Segment Open
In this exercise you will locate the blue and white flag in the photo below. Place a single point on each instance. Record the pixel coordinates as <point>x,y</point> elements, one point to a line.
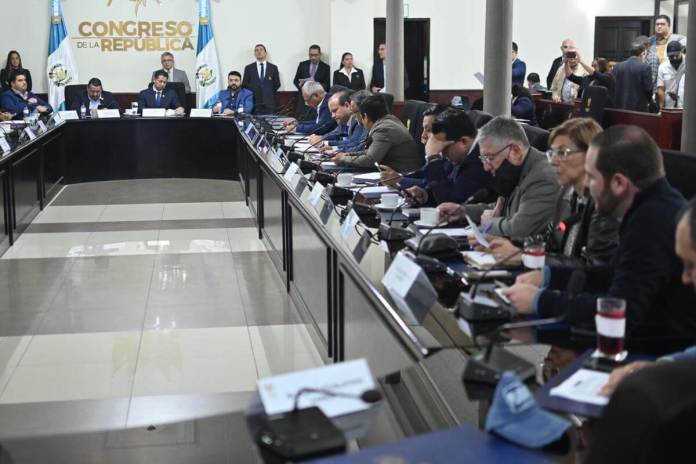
<point>61,69</point>
<point>207,64</point>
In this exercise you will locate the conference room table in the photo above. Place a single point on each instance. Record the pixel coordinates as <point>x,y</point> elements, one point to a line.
<point>350,314</point>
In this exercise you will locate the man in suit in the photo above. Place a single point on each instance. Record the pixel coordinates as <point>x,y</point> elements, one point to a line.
<point>379,72</point>
<point>233,98</point>
<point>519,67</point>
<point>173,74</point>
<point>523,179</point>
<point>634,85</point>
<point>390,143</point>
<point>316,98</point>
<point>263,79</point>
<point>17,98</point>
<point>314,69</point>
<point>94,97</point>
<point>566,45</point>
<point>158,97</point>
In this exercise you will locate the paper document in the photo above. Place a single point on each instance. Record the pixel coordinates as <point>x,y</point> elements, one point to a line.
<point>477,233</point>
<point>583,386</point>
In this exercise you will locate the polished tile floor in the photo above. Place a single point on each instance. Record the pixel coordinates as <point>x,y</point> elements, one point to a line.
<point>139,302</point>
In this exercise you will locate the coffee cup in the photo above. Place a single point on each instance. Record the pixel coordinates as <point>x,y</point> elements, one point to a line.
<point>430,216</point>
<point>389,200</point>
<point>344,179</point>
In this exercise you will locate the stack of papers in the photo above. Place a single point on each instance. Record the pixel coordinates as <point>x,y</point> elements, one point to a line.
<point>583,386</point>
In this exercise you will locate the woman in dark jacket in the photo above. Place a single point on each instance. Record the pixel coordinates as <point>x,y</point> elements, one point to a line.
<point>578,235</point>
<point>522,105</point>
<point>13,63</point>
<point>349,76</point>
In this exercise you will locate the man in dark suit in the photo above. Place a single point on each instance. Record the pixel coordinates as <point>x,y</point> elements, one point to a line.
<point>379,72</point>
<point>558,62</point>
<point>314,69</point>
<point>634,87</point>
<point>262,78</point>
<point>158,97</point>
<point>94,98</point>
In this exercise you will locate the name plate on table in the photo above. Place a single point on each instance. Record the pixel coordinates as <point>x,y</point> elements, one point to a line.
<point>290,172</point>
<point>154,112</point>
<point>410,289</point>
<point>68,115</point>
<point>4,146</point>
<point>108,114</point>
<point>301,186</point>
<point>350,378</point>
<point>201,113</point>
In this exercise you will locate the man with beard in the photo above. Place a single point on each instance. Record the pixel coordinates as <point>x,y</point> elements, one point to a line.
<point>233,99</point>
<point>627,181</point>
<point>523,179</point>
<point>670,78</point>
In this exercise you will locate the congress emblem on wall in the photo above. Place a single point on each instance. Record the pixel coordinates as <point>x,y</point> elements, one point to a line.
<point>138,4</point>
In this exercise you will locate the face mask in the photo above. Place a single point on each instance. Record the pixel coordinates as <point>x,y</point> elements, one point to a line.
<point>506,178</point>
Segment Closed
(AIM OF THE EXERCISE) Reproduce the records in full, exactly as they appear, and show none of the pictures.

(WORKED SOLUTION)
In this exercise you will locate the blue and white flag in the photo below. Place a single point on each instance. Record the pixel coordinates as <point>x,y</point> elements, one point to a line.
<point>61,69</point>
<point>207,64</point>
In this exercise you will locate the conference room table in the photo above. Place a single point on each instance. Record the pixel coordinates as <point>x,y</point> elements, one point to a line.
<point>350,314</point>
In this exercise you will locate the man in suit in the photo above. Place a single point on each instance. Record the pixel coordinates as <point>x,y</point> elements, one point to a line.
<point>379,72</point>
<point>233,98</point>
<point>519,67</point>
<point>173,74</point>
<point>523,179</point>
<point>634,85</point>
<point>390,143</point>
<point>316,98</point>
<point>263,79</point>
<point>17,98</point>
<point>314,69</point>
<point>94,97</point>
<point>566,45</point>
<point>158,97</point>
In this exercise you will locate the paper document in the photo above. Place a single point on each instance. Record the pixel coordinates as <point>x,y</point> elements, one point to a line.
<point>477,233</point>
<point>583,386</point>
In this exercise you will locate the polished tile floor in the photo above. Place a single point on each instance. Record the pixel coordinates as <point>x,y</point> elements, one point to a line.
<point>139,302</point>
In this exercise you will locate the coffee cup in the photo above. Place a single point on each instance. Record the pixel coordinates as <point>x,y</point> elements, one point to a line.
<point>430,216</point>
<point>389,200</point>
<point>344,179</point>
In this exercise you will locate the stack of papers in the photo above. Place a single point on each instance. Record the pixel coordinates as <point>x,y</point> elements, one point to a line.
<point>583,386</point>
In this exercise you will locate the woman in dark jacket in the photo above. Place a single point on each instance. Record the pixel coordinates as <point>x,y</point> elements, one point to a line.
<point>578,235</point>
<point>522,105</point>
<point>13,63</point>
<point>349,76</point>
In this exercise you will locate the man in dark suit in the photo above. Place a single point on each instance. Record the pixel coordinates as <point>x,y</point> elements, one point to a line.
<point>379,72</point>
<point>558,62</point>
<point>314,69</point>
<point>634,87</point>
<point>262,78</point>
<point>158,97</point>
<point>94,98</point>
In this exercise you will locate the name plate on table in the photo above. Place a single point on each instance. Record the pixel coordinates as <point>x,y</point> elements, one point to a line.
<point>290,172</point>
<point>154,112</point>
<point>410,289</point>
<point>68,115</point>
<point>4,146</point>
<point>108,114</point>
<point>301,186</point>
<point>350,378</point>
<point>201,113</point>
In this exercise you will locate the man with beard in the photo above. Place a single point on each instance. Record the pixel coordinates as <point>x,y</point> elements, one point to a line.
<point>233,99</point>
<point>627,181</point>
<point>523,179</point>
<point>670,78</point>
In this exercise you will locate the congress emblem on wall in the photo above. Place a single point on each instance. Record the pixel coordinates as <point>x,y</point> elements, one point to a line.
<point>138,4</point>
In this exercise you will locate the face mask in the photo above. Place a single point on each instance. Record the pixel coordinates as <point>x,y</point> elements, one point to a line.
<point>506,178</point>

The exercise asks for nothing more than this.